Job 1. Please reproduce the Spotify notebook from "#### Objective &" up to and including "most songs produced?".

Source document.
* * *
# Introduction

#### Objective & Scope
* Share Insights and Findings
* Collect, Clean and Analyze the 2023 Spotify Dataset
* Curate and Develop a Web Application Based on the Dataset
* Deploy the Application to Render

#### Initial Questions:
* Can we identify variables of interest that can be used to predict whether or not a song will make it the top 50, top 100, top 500? 
* Are their commmonalities between artists and their "music magic" (i.e. energy and liveness) despite the year the track was released that keeps the track relevant?
* According to the dataset, is there an apparent formula to making a good, catchy song?
* Which top 10, 5, 3 artists has the most songs produced?
* Do these top artists have a similiar music magic formula that's allowing them to be in the top charts?

In [None]:
#Libraries are imported here
import pandas as pd
import streamlit as st
import numpy as np
import plotly.express as px
import altair as alt

In [None]:
#The data loads here
df = pd.read_csv("spotify-2023.csv", encoding='latin1')

In [None]:
#Before locating NaN/Missing values
df.info()

In [None]:
#After locating NaN/Missing values
df.isnull().sum()

In [None]:
# After discovering the nan values, I decided to remove the missing value rows in order to 
# ensure across the board that all artists had a value in each of the columns and
# therefore, the data's shape was uniform
df.dropna(inplace=True)
df.info()

In [None]:
df.head()

In [None]:
print(f"There are {df['artist(s)_name'].nunique()} artists and or groups who reached Spotify's Most Streams Songs on their platform in 2023.")

In [None]:
num_of_artists = df['artist(s)_name'].value_counts()
num_of_artists

In [None]:
num_of_artists.head(10)

There are 8 solo artists and 2 (Kpop & Duo) groups that had between 7-29 popular songs charting on Spotify.

In [None]:
df.duplicated().sum()

In [None]:
print(f"Here are the {df['key'].nunique()} unique keys popular songs were played in: \n {df['key'].unique()} ")

In [None]:
print(f"Here are all the {df['released_year'].sort_values().nunique()} distinct years a song was released in yet was relevant all of 2023: \n {df['released_year'].sort_values().unique()} ")

In [None]:
fig = px.histogram(df, x='streams', y='speechiness_%', histfunc='avg')
fig.show()

In [None]:
fig = px.histogram(df, x='streams', y='valence_%', histfunc='avg')
fig.show()

In [None]:
fig = px.scatter_matrix(df, dimensions=["energy_%", "bpm", "valence_%"])
fig.show()

In [None]:
fig = px.scatter_matrix(df, dimensions=["danceability_%", "bpm", "valence_%"])
fig.show()

In [None]:
# I could add something that agg values together but the idea hasn't hit just yet --
# but I must thing in relation to the objectives from above, what gets sogns to top the charts?

df.describe()
* * *
Job 2. State only how many lines of the entries below contain the string "above". Case counts.

Source data
* * *
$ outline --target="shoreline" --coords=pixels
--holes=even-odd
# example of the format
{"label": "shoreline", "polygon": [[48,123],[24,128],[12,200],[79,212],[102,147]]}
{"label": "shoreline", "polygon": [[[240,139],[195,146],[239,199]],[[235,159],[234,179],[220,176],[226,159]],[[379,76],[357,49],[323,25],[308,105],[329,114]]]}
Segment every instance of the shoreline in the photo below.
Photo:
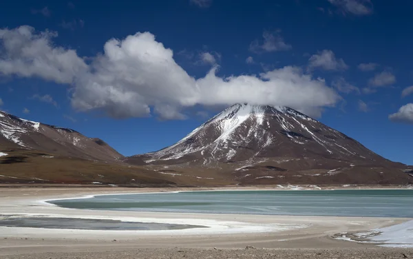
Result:
{"label": "shoreline", "polygon": [[[45,229],[1,228],[0,256],[1,254],[23,254],[44,253],[50,247],[69,245],[82,251],[87,245],[89,251],[123,249],[167,249],[187,247],[188,249],[242,249],[248,245],[265,249],[356,249],[357,247],[377,249],[371,244],[333,238],[341,232],[368,231],[392,226],[407,222],[410,218],[335,217],[335,216],[285,216],[257,214],[213,214],[172,212],[97,211],[62,208],[45,200],[73,199],[83,196],[129,194],[193,191],[192,188],[10,188],[0,192],[1,214],[63,216],[79,218],[129,218],[135,221],[165,222],[201,225],[206,222],[214,226],[215,233],[200,233],[194,229],[178,231],[172,234],[162,230],[162,233],[142,231],[74,231]],[[210,188],[209,188],[210,189]],[[205,189],[199,189],[205,191]],[[223,190],[215,188],[213,190]],[[232,189],[241,190],[241,189]],[[246,189],[244,189],[246,190]],[[249,189],[251,190],[251,189]],[[253,190],[253,189],[252,189]],[[273,189],[270,189],[273,190]],[[156,221],[153,221],[155,219]],[[209,220],[209,221],[207,221]],[[268,229],[268,226],[272,229]],[[28,229],[29,231],[28,231]],[[210,229],[211,230],[211,229]],[[105,232],[101,232],[105,231]],[[121,233],[122,232],[122,233]],[[6,238],[6,239],[5,239]],[[116,241],[114,241],[116,240]],[[39,245],[41,244],[41,245]],[[106,250],[105,250],[106,251]]]}

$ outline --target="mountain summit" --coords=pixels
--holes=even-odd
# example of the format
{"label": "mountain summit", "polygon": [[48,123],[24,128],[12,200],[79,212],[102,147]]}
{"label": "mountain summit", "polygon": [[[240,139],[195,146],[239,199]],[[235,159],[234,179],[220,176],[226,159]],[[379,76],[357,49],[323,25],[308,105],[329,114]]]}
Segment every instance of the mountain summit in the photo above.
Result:
{"label": "mountain summit", "polygon": [[[341,182],[337,177],[343,176],[343,180],[384,179],[385,172],[391,172],[405,175],[401,169],[404,165],[299,112],[246,103],[229,107],[170,147],[126,161],[213,170],[248,183],[264,178],[268,183],[321,180],[314,175],[329,176],[332,182]],[[351,175],[358,172],[363,175]]]}

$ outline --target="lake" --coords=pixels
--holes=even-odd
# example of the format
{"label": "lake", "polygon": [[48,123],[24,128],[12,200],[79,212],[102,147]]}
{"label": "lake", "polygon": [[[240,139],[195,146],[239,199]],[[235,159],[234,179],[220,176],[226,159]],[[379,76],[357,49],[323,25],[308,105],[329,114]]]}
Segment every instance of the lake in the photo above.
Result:
{"label": "lake", "polygon": [[413,217],[413,190],[213,191],[55,200],[67,208],[264,215]]}

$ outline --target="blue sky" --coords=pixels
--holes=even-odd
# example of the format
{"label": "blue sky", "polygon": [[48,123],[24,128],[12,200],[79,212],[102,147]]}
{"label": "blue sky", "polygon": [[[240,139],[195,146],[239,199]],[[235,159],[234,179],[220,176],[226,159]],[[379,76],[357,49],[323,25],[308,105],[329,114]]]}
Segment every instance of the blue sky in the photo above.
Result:
{"label": "blue sky", "polygon": [[233,103],[288,105],[413,164],[413,3],[85,2],[3,3],[1,110],[133,155]]}

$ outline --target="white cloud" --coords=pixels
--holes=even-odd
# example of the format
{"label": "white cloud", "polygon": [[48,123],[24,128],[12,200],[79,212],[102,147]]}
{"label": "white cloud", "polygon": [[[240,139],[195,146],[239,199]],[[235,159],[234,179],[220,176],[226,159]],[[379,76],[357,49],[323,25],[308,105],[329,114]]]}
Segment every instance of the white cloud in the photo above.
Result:
{"label": "white cloud", "polygon": [[396,76],[389,71],[383,71],[376,74],[374,77],[368,81],[369,85],[372,87],[383,87],[396,83]]}
{"label": "white cloud", "polygon": [[43,96],[40,96],[39,94],[34,94],[30,99],[39,100],[43,103],[50,103],[50,104],[52,104],[53,105],[54,105],[55,107],[58,106],[56,101],[53,100],[53,98],[49,94],[45,94]]}
{"label": "white cloud", "polygon": [[347,82],[343,77],[339,77],[332,81],[332,85],[336,88],[339,92],[341,92],[346,94],[350,94],[352,92],[356,93],[360,93],[360,90],[350,83]]}
{"label": "white cloud", "polygon": [[215,65],[217,63],[217,59],[220,58],[220,55],[217,53],[201,52],[200,54],[200,60],[204,64]]}
{"label": "white cloud", "polygon": [[43,8],[39,9],[39,10],[32,9],[32,13],[33,14],[41,14],[41,15],[45,17],[48,17],[50,16],[52,12],[50,12],[50,10],[49,10],[49,8],[47,6],[45,6],[45,7],[43,7]]}
{"label": "white cloud", "polygon": [[413,123],[413,103],[402,106],[399,112],[389,115],[390,121],[405,123]]}
{"label": "white cloud", "polygon": [[368,105],[361,100],[359,100],[359,110],[363,112],[368,112]]}
{"label": "white cloud", "polygon": [[405,97],[408,95],[413,94],[413,85],[409,86],[408,87],[405,88],[401,92],[401,96]]}
{"label": "white cloud", "polygon": [[47,81],[70,83],[74,76],[87,65],[76,51],[54,47],[56,32],[36,33],[23,25],[15,29],[0,29],[0,75],[38,76]]}
{"label": "white cloud", "polygon": [[[32,37],[33,41],[39,37]],[[31,45],[30,43],[27,45]],[[52,54],[62,50],[51,48],[49,41],[46,45]],[[182,119],[186,118],[182,113],[186,107],[235,103],[289,106],[317,116],[324,107],[334,106],[341,99],[324,79],[314,79],[293,66],[272,69],[258,75],[222,78],[216,75],[218,66],[215,65],[205,76],[193,78],[176,63],[173,51],[156,41],[149,32],[108,41],[103,53],[89,58],[89,65],[74,51],[71,53],[75,55],[72,60],[82,62],[62,66],[59,70],[70,75],[71,80],[62,80],[53,70],[32,76],[58,83],[70,83],[73,78],[70,92],[75,110],[97,110],[115,118],[148,116],[154,113],[163,119]],[[43,53],[52,54],[44,50]],[[7,62],[14,63],[14,56],[10,56]],[[32,65],[31,61],[28,63],[25,61],[21,60],[22,68]],[[3,72],[1,66],[0,72]],[[21,72],[16,70],[14,74],[17,73]]]}
{"label": "white cloud", "polygon": [[348,66],[343,59],[337,59],[334,52],[330,50],[318,52],[308,59],[308,69],[315,68],[324,70],[346,70]]}
{"label": "white cloud", "polygon": [[373,12],[370,0],[328,0],[343,14],[368,15]]}
{"label": "white cloud", "polygon": [[281,30],[273,32],[264,31],[262,34],[264,41],[253,41],[250,44],[249,50],[255,53],[262,53],[290,50],[291,45],[284,42],[280,34]]}
{"label": "white cloud", "polygon": [[253,64],[254,63],[254,58],[253,58],[252,56],[248,56],[245,60],[245,63],[246,63],[247,64]]}
{"label": "white cloud", "polygon": [[376,63],[362,63],[357,68],[363,72],[374,71],[377,68],[379,64]]}
{"label": "white cloud", "polygon": [[201,8],[208,8],[212,5],[212,0],[189,0],[189,3]]}

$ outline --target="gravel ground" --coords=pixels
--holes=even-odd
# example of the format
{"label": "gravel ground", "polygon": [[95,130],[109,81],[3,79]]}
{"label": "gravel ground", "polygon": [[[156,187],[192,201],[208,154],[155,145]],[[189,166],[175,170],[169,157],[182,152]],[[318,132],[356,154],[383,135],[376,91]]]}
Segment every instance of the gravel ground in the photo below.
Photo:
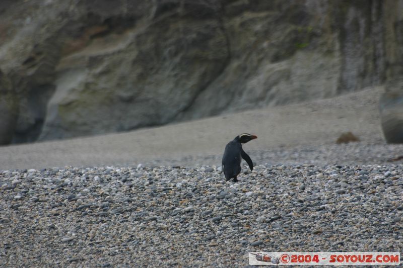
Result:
* * *
Worked solution 1.
#### Objective & Scope
* Share Insights and Findings
* Collect, Clean and Analyze the 2023 Spotify Dataset
* Curate and Develop a Web Application Based on the Dataset
* Deploy the Application to Render

#### Initial Questions:
* Can we identify variables of interest that can be used to predict whether or not a song will make it the top 50, top 100, top 500? 
* Are their commmonalities between artists and their "music magic" (i.e. energy and liveness) despite the year the track was released that keeps the track relevant?
* According to the dataset, is there an apparent formula to making a good, catchy song?
* Which top 10, 5, 3 artists has the most songs produced?

Worked solution 2. 4